# **1. Import Library**

In [None]:
library(ggplot2)
library(cowplot)
library(recipes)
library(stats)
library(themis)
library(caret)
library(plyr)
library(ggcorrplot)
install.packages("pROC")
library(pROC)

# **2. Import Data**

#### Import data by using the **read.csv()** function and using the **head()** function to get first 6 record on data. 

In [None]:
telco_df = read.csv("../input/telco-customer-churn/WA_Fn-UseC_-Telco-Customer-Churn.csv")
head(telco_df)

#### The data set includes information about:
#### Customers who left within the last month – the column is called Churn Services that each customer has signed up for – phone, multiple lines, internet, online security, online backup, device protection, tech support, and streaming TV and movies
#### Customer account information – how long they’ve been a customer, contract, payment method, paperless billing, monthly charges, and total charges
#### Demographic info about customers – gender, age range, and if they have partners and dependents

#### Using function **as.data.frame()** set argument StringsAsFactors = TRUE convert the string column's data type to a factor and using function **as.factor()** to convert the data type of SeniorCitizen column from int to a factor and using function **str()** to compactly displaying the internal structure of telco_df.

In [None]:
telco_df <- as.data.frame(unclass(telco_df),stringsAsFactors=TRUE)
telco_df['SeniorCitizen'] = as.factor(telco_df$SeniorCitizen)
str(telco_df)

#### Using the **nrow()** function to get the number of rows of telco_df.

In [None]:
nrow(telco_df)

#### The telco data set has 7043 rows.

#### Using the **ncol()** function to get the number of columns of telco_df.

In [None]:
ncol(telco_df)

#### The telco data set has 21 columns.

# **3. Cleaning Data**

#### Using the **is.na()** function to check missing value and using **sum()** to get number of all missing values.

In [None]:
sum(is.na(telco_df))

#### The telco data set has 11 missing values.

#### Using the **na.omit()** function to remove missing values in telco_df and using the **nrow()** function to get the number of rows of telco_df after remove missing values.

In [None]:
telco_df = na.omit(telco_df)
print(nrow(telco_df))

#### The telco data set after remove missing values has 7032 rows.

# **4. Explotary Data Analysis**

#### Using the **ggplot2** package to helpful commands to create complex plots from data in a data frame.
==================================================
In the telco churn notebook above, how many rows remain after the missing values are removed?
==================================================
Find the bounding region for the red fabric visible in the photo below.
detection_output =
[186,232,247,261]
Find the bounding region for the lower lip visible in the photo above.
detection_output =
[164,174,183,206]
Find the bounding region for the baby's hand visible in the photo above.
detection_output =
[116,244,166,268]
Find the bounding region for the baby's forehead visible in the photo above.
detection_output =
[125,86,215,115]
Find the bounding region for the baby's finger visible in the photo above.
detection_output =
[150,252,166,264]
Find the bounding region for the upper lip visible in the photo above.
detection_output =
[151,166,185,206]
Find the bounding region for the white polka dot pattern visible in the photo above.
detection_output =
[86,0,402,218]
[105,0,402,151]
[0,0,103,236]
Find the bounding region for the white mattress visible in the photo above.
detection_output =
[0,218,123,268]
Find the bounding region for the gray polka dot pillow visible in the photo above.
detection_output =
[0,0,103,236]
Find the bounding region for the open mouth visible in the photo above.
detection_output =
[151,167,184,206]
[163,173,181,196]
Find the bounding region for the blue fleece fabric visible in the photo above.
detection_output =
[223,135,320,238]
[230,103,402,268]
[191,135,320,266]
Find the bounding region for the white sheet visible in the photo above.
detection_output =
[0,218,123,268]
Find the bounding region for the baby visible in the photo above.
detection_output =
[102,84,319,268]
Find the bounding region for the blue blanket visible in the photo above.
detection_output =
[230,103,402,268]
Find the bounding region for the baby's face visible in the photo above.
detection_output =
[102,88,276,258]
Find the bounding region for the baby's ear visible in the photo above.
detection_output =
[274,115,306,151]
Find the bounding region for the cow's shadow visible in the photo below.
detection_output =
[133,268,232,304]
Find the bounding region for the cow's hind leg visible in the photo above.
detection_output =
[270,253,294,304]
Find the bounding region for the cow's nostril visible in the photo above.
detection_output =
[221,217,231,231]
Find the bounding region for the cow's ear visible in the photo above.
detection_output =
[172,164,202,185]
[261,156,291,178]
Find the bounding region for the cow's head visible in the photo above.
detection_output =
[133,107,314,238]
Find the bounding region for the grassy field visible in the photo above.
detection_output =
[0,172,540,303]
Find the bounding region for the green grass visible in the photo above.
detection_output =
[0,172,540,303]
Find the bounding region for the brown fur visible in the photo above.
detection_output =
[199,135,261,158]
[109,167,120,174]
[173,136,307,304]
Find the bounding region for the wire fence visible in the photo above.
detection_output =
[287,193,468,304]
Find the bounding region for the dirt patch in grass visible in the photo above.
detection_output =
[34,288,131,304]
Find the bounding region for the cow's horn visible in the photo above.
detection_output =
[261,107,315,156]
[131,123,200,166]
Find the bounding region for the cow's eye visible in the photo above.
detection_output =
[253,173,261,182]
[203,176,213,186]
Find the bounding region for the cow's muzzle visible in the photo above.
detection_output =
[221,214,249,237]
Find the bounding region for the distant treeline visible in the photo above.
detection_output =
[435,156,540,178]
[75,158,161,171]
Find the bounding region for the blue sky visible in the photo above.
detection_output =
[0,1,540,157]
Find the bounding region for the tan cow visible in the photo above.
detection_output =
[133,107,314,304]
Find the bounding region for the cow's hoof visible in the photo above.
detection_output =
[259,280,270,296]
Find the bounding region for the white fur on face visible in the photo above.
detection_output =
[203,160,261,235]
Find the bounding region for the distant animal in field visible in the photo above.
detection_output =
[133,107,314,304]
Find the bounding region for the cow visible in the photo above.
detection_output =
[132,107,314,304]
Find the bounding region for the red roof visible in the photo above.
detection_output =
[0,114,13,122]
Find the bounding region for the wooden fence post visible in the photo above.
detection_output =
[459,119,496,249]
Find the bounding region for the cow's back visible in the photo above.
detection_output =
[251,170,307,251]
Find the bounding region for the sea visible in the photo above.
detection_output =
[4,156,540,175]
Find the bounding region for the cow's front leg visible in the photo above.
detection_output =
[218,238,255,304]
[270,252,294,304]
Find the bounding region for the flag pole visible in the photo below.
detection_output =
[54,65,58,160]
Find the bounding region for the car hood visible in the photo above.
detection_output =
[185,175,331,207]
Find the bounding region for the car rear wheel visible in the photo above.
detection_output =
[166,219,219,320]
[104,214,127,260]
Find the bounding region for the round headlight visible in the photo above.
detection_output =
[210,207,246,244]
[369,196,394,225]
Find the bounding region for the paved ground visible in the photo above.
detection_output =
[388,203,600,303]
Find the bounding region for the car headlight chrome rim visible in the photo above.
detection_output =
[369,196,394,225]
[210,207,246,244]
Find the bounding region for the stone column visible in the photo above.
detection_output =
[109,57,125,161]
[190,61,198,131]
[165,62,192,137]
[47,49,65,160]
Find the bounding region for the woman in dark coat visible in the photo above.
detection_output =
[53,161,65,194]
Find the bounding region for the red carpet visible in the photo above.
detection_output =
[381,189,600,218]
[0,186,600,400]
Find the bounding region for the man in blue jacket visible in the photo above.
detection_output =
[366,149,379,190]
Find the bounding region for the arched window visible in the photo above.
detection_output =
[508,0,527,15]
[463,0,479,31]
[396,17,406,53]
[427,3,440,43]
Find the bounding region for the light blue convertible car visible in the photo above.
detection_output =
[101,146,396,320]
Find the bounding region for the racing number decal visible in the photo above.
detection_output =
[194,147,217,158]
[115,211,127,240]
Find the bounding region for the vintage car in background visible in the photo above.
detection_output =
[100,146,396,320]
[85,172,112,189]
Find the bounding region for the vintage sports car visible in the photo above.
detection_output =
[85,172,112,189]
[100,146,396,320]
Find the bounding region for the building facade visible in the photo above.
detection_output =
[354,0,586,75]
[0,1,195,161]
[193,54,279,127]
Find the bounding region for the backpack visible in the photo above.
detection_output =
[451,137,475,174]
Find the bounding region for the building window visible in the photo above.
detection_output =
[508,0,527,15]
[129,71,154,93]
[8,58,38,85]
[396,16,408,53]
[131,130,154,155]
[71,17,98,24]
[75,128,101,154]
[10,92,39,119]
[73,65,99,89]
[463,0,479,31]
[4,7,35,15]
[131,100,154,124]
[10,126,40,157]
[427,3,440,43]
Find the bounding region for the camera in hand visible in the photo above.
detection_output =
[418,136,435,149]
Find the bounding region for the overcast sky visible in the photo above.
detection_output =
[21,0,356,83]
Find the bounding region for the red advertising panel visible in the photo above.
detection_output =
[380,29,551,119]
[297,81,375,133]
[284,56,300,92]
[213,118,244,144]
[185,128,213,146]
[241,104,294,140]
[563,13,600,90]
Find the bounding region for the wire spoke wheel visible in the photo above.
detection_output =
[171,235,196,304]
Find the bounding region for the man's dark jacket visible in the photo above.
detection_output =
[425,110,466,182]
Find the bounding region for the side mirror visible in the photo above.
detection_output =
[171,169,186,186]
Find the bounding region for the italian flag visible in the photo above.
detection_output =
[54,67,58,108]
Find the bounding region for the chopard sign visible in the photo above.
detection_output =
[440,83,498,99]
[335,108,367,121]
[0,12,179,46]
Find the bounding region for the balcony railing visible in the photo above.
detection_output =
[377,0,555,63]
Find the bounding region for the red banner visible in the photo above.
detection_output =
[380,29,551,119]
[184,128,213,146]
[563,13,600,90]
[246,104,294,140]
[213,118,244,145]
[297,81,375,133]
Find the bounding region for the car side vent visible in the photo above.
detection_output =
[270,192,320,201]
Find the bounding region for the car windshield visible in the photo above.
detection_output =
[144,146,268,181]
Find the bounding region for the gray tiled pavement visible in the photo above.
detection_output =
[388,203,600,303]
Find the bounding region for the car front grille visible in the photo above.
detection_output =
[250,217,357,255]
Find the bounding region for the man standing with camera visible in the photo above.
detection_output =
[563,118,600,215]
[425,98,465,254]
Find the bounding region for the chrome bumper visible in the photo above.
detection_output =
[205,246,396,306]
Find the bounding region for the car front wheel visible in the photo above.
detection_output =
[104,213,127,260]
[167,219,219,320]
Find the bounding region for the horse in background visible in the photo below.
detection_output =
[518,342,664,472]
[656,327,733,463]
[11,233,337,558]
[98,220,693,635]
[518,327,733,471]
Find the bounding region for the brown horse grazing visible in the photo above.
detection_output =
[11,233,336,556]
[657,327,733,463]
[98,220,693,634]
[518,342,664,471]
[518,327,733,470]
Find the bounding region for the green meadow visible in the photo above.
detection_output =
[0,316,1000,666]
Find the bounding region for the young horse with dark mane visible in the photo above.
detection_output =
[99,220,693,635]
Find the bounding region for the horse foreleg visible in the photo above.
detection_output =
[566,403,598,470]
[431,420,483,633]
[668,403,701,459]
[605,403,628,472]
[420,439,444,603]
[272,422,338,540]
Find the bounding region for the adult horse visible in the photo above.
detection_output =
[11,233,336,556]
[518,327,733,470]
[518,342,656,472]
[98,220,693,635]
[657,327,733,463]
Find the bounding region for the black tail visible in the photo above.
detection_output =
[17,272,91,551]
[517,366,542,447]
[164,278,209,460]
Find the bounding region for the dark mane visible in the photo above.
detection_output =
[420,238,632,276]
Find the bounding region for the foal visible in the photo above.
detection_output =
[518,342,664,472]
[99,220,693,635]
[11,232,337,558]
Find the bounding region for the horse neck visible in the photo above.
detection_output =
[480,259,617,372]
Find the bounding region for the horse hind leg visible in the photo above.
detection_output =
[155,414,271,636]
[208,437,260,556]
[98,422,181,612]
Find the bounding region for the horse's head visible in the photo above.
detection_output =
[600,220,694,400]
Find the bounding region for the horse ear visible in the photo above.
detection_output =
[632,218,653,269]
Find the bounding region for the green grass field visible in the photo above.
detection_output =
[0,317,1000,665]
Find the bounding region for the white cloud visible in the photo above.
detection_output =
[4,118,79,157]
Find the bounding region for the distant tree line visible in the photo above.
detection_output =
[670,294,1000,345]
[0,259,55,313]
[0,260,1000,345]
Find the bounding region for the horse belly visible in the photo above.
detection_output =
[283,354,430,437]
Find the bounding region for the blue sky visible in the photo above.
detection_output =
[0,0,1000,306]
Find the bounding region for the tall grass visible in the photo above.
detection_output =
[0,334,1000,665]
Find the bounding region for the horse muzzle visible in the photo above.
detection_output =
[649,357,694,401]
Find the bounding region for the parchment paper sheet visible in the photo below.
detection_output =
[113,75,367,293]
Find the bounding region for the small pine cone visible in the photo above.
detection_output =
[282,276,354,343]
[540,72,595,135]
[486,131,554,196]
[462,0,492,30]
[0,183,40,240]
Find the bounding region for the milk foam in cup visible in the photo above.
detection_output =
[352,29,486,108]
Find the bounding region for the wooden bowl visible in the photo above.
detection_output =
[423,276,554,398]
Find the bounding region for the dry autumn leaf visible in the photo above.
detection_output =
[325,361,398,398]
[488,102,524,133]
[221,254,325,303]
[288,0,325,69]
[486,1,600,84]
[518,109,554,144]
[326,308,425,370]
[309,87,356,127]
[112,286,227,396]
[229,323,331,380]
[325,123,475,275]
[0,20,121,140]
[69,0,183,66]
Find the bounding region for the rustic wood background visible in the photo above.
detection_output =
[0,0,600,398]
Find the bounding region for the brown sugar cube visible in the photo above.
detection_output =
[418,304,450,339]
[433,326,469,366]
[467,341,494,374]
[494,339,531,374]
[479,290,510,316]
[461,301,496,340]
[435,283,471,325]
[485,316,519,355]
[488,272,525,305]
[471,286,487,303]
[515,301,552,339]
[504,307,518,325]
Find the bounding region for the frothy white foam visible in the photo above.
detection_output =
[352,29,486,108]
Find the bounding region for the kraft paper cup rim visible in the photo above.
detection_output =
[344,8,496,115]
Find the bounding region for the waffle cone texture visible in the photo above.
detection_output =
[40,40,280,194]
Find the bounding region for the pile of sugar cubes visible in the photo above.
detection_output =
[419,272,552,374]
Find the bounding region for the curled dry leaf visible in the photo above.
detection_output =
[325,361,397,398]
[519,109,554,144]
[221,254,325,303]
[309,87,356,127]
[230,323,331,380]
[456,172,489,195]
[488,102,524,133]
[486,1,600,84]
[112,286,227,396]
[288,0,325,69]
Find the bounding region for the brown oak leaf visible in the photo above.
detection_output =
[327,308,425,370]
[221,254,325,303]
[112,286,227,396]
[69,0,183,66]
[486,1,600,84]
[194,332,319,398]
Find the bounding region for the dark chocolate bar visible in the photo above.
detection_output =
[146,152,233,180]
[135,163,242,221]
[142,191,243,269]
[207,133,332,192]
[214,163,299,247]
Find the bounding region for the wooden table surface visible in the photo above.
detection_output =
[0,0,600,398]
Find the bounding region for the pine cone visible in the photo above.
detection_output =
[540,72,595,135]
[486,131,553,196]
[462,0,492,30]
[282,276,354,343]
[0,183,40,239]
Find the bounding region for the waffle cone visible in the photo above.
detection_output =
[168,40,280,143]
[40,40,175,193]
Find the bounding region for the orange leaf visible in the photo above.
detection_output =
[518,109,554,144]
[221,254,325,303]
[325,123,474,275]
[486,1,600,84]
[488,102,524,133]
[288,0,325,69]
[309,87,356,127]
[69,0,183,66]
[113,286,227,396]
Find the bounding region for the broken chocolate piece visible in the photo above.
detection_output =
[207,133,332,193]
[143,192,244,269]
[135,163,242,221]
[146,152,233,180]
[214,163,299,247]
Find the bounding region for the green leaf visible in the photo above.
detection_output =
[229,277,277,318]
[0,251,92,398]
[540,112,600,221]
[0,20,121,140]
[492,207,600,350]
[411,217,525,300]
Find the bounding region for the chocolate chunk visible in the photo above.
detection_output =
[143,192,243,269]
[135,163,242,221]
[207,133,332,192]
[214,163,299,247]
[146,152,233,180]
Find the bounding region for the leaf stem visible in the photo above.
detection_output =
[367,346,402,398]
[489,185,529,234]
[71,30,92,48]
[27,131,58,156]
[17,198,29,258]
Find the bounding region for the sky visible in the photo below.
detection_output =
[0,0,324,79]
==================================================
# Exercise response
7032 rows.